- [SET OF TASKS]:
- a) From the subclass 189 thread below, reproduce word for word the passage from "Follow on question" up to and including "very much appreciated.".
- b) Answer these questions using the subclass 189 thread below:
(i) In the example with meds/pcc completed on 1st Dec 2012, what is the initial entry date?
(ii) After the first visit, how long does the visa remain active?
(iii) What processing time does the final reply report for the writer's own case?
- c) State whether each statement agrees with the subclass 189 thread below, and support each answer with the deciding words quoted from it:
(i) The first trip to Australia must last at least one week.
(ii) The maximum processing time for 189 is put at 6 months.
(iii) The usual period allowed for first entry is 90 days.

- [TEXT EXTRACT]:
# PR (Visa classL; 189) Latest date to enter Australia



## shaijasa2 (Nov 26, 2012)

Hi guys,

I have a specific question about the latest date by which one should enter in Australia after he has been granted visa under Sub Class - 189. I understand that DIAC will specify the latest date by which one sgould enter Australia in the Visa Grant Letter.

But folks whgo already have got visa under 189 can they share normally in how many days does one have to enter Australia - Is it 30, 90, 180 or 365 days. 

Follow on question - if one is not able to find the job within that time frame in Australia can he make a short trip to Australia for 7 days in order to keep PR alive.

Any pointers will be very much appreciated.


----------



## irshad2005 (Jun 13, 2012)

shaijasa2 said:


> Hi guys,
> 
> I have a specific question about the latest date by which one should enter in Australia after he has been granted visa under Sub Class - 189. I understand that DIAC will specify the latest date by which one sgould enter Australia in the Visa Grant Letter.
> 
> ...


Hi,

You normally get a period of 1 year from the date when u completed your health or got your pcc
For eg : if you completed your meds/pcc on 1st Dec 2012 then your initial entry will be 30th Nov 2013
You have to visit australia before Dec 2013 or else your visa will be invalid
Once you have visited then your visa remains active for 5 years from the date of issuance and you can enter Australia before 5 years
Hope this answers your question


----------



## shaijasa2 (Nov 26, 2012)

Hi,

Thanks for your quick reply. One more question the first trip to australia can be a week long in order to keep the visa active or is there any specific period of stay during first time entry to australia after grant of PR. How much is the processing time for 189 is it 3-4 months or quicker?



irshad2005 said:


> Hi,
> 
> You normally get a period of 1 year from the date when u completed your health or got your pcc
> For eg : if you completed your meds/pcc on 1st Dec 2012 then your initial entry will be 30th Nov 2013
> ...


----------



## irshad2005 (Jun 13, 2012)

shaijasa2 said:


> Hi,
> 
> Thanks for your quick reply. One more question the first trip to australia can be a week long in order to keep the visa active or is there any specific period of stay during first time entry to australia after grant of PR. How much is the processing time for 189 is it 3-4 months or quicker?


You can book your tickets for morning and come back in the evening
The only thing that they expect is that you land in australia...thats it...
Processing time for 189 depends upon case to case....
Max i would say 6 months
Mine took 1.5 months 

all the best


----------

- [MATERIAL SUPPLIED]:

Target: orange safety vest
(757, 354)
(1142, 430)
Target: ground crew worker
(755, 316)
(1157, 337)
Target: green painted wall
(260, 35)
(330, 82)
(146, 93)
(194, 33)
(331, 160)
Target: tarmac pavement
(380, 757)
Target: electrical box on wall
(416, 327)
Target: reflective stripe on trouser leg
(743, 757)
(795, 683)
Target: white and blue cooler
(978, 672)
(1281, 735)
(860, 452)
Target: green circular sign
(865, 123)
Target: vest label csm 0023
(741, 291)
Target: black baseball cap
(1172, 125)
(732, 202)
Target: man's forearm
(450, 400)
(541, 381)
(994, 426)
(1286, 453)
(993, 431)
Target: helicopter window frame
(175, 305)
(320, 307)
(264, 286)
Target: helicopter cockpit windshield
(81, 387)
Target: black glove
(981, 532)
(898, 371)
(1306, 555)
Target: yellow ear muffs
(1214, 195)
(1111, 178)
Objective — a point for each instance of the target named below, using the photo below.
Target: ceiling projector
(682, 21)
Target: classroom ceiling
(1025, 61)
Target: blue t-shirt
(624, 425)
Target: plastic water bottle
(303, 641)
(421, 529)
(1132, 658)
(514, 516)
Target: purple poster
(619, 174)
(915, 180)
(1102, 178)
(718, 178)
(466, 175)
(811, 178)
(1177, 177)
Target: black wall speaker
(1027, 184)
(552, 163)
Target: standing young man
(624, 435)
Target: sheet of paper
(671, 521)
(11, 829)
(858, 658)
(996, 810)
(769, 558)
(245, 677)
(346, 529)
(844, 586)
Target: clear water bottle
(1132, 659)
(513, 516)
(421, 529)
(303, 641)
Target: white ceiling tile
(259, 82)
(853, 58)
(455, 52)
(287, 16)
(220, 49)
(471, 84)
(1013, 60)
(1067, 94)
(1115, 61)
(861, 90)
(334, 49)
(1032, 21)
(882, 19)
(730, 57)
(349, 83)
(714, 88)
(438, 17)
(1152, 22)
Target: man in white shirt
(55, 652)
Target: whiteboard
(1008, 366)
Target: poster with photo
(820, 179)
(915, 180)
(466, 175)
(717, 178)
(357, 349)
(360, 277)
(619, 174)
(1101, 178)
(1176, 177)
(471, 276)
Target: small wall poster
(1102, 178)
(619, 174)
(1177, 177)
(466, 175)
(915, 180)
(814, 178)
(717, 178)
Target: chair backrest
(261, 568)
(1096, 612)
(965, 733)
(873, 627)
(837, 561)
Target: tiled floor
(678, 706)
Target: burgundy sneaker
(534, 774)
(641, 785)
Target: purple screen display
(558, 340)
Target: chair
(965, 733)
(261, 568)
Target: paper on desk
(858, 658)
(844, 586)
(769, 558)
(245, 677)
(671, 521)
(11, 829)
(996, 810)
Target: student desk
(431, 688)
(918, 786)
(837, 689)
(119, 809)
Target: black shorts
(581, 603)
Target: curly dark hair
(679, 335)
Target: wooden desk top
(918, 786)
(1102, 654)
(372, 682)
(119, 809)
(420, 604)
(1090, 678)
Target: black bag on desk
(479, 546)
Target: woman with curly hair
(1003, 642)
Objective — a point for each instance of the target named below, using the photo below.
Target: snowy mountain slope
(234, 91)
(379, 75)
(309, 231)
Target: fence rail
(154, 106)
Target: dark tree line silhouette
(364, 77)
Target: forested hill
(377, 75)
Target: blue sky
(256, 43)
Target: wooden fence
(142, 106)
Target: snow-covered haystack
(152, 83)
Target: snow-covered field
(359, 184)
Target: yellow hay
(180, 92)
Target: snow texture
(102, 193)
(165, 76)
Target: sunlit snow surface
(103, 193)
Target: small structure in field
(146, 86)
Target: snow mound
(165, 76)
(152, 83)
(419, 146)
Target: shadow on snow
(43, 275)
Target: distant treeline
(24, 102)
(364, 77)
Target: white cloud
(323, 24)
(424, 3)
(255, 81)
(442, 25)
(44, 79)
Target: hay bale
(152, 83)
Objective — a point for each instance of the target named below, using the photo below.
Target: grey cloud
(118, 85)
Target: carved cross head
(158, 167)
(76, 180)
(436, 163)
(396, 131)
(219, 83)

- [EXERCISE ANSWERS]:
- a)
Follow on question - if one is not able to find the job within that time frame in Australia can he make a short trip to Australia for 7 days in order to keep PR alive.

Any pointers will be very much appreciated.

- b)
(i) 30th Nov 2013
(ii) 5 years from the date of issuance
(iii) 1.5 months

- c)
(i) No: "You can book your tickets for morning and come back in the evening"
(ii) Yes: "Max i would say 6 months"
(iii) No: "You normally get a period of 1 year from the date when u completed your health or got your pcc"